# Records provided
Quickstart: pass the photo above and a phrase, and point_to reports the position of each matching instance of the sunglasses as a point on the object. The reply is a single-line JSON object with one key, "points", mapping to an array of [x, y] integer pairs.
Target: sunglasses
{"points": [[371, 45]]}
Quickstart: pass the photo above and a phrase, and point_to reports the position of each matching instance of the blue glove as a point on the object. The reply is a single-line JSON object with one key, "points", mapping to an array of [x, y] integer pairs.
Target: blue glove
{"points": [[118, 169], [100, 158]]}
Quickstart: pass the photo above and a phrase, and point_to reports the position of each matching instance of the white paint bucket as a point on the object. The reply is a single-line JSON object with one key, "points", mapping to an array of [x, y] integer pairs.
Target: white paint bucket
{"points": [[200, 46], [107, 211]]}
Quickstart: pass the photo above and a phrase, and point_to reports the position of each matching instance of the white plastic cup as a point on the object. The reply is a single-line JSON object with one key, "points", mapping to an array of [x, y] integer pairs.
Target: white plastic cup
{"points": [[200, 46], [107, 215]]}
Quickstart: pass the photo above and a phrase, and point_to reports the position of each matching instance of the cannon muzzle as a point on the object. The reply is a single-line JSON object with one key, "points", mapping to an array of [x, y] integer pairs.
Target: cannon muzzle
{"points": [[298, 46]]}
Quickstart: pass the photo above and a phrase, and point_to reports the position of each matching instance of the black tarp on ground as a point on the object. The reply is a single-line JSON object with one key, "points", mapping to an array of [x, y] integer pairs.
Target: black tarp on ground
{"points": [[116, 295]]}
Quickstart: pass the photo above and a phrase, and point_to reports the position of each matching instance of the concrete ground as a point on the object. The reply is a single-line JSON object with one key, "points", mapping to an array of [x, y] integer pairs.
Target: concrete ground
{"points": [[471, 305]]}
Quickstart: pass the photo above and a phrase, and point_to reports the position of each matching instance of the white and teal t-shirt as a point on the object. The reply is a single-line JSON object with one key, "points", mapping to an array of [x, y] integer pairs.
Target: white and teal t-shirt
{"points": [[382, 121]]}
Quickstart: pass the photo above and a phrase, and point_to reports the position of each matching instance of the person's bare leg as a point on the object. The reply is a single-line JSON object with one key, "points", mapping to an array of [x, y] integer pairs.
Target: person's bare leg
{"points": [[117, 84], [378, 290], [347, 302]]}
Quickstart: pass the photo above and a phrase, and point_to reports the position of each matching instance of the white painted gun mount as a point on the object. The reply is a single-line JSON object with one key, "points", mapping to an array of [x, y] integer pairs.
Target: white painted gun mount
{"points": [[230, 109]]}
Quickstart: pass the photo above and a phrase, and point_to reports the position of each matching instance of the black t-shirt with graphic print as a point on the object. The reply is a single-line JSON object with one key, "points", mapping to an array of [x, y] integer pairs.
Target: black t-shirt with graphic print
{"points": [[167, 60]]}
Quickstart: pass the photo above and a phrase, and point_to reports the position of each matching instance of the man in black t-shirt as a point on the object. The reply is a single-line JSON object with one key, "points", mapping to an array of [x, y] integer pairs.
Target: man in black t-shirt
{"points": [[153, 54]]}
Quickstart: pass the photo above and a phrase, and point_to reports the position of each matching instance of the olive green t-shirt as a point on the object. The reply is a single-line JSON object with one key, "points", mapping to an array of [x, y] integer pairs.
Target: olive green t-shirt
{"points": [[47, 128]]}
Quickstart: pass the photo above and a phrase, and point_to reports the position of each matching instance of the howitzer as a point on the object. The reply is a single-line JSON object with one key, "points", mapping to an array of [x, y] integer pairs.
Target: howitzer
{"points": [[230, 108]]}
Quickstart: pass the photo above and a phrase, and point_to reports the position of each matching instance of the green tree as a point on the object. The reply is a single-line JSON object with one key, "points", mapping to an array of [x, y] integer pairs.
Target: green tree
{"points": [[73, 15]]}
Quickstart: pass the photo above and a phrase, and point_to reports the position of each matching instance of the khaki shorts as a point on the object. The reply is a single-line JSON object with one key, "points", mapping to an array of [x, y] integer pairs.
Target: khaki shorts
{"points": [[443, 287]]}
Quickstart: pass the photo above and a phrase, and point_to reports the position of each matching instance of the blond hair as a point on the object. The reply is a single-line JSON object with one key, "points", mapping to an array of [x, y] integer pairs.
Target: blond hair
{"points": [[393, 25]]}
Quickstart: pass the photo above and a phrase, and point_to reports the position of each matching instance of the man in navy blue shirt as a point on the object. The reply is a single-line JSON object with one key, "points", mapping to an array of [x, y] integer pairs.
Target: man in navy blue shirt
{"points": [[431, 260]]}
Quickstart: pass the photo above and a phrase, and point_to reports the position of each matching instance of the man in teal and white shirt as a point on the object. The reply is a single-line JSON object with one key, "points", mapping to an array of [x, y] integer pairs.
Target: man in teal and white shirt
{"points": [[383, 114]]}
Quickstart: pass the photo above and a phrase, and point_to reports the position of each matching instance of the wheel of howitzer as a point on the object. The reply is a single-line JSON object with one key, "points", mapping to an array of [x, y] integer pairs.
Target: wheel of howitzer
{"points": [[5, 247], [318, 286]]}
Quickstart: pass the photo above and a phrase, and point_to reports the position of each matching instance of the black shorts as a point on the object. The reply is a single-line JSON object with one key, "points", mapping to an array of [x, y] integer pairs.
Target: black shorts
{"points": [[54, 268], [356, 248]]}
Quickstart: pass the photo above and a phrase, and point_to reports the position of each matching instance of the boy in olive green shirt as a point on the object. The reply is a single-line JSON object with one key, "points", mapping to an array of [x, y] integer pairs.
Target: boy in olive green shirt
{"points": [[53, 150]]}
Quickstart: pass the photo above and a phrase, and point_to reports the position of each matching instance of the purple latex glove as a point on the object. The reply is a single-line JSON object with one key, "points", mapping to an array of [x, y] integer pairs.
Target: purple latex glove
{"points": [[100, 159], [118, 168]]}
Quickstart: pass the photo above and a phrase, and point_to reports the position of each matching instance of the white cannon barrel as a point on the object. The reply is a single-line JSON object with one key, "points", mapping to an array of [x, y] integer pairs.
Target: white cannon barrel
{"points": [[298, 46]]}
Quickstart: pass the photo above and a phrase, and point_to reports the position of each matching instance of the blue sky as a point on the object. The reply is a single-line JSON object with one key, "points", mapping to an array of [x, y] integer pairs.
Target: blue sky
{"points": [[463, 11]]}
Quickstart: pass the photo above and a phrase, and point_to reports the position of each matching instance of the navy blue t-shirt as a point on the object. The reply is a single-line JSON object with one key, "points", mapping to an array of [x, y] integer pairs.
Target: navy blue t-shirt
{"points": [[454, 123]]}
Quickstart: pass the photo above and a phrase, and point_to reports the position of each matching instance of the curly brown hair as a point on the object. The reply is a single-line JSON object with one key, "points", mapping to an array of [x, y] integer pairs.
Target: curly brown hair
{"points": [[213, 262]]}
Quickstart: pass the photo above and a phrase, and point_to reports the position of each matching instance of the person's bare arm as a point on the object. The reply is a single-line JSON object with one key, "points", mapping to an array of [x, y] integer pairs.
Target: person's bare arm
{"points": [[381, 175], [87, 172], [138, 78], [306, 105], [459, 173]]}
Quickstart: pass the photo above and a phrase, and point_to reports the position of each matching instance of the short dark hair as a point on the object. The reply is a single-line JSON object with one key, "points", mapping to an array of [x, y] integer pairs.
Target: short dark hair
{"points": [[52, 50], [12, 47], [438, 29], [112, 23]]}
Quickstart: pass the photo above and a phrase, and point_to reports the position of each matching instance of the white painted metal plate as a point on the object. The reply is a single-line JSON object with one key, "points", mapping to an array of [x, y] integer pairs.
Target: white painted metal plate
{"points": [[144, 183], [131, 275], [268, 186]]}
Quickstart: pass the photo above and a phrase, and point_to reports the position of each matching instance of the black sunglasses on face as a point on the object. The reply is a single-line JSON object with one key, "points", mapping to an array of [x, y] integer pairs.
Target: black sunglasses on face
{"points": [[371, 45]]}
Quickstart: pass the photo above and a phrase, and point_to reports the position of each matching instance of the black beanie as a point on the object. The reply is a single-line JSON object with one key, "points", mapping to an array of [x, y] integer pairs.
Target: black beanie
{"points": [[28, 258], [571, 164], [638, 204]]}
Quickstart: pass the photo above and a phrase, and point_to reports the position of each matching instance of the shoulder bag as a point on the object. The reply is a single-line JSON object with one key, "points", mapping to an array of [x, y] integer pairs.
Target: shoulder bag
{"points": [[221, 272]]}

# Written problem
Look above for the line containing "the black sunglasses"; copy from it through the last line, exactly, and nothing more.

# Task solution
Quickstart: pass the photo above and a phrase, and point_to reports the position of each matching instance of the black sunglasses on face as a point on the object. The reply is a single-line JSON object with one key, "points", mapping to an array of [x, y] integer pairs.
Target: black sunglasses on face
{"points": [[371, 45]]}
Quickstart: pass the photo above and a phrase, and point_to reports the position of each matching instance of the black beanie as a point on the object. The reply is a single-line JSON object with one key, "points", mapping to an array of [x, y] integer pairs.
Target: black beanie
{"points": [[28, 258], [571, 164], [638, 204]]}
Quickstart: pass the photo above and a phrase, and point_to reports the position of each matching instance of the shoulder bag as a point on the object. The reply is a single-line JSON object with one key, "points", mapping to an array of [x, y] integer pairs.
Target: shoulder bag
{"points": [[221, 272]]}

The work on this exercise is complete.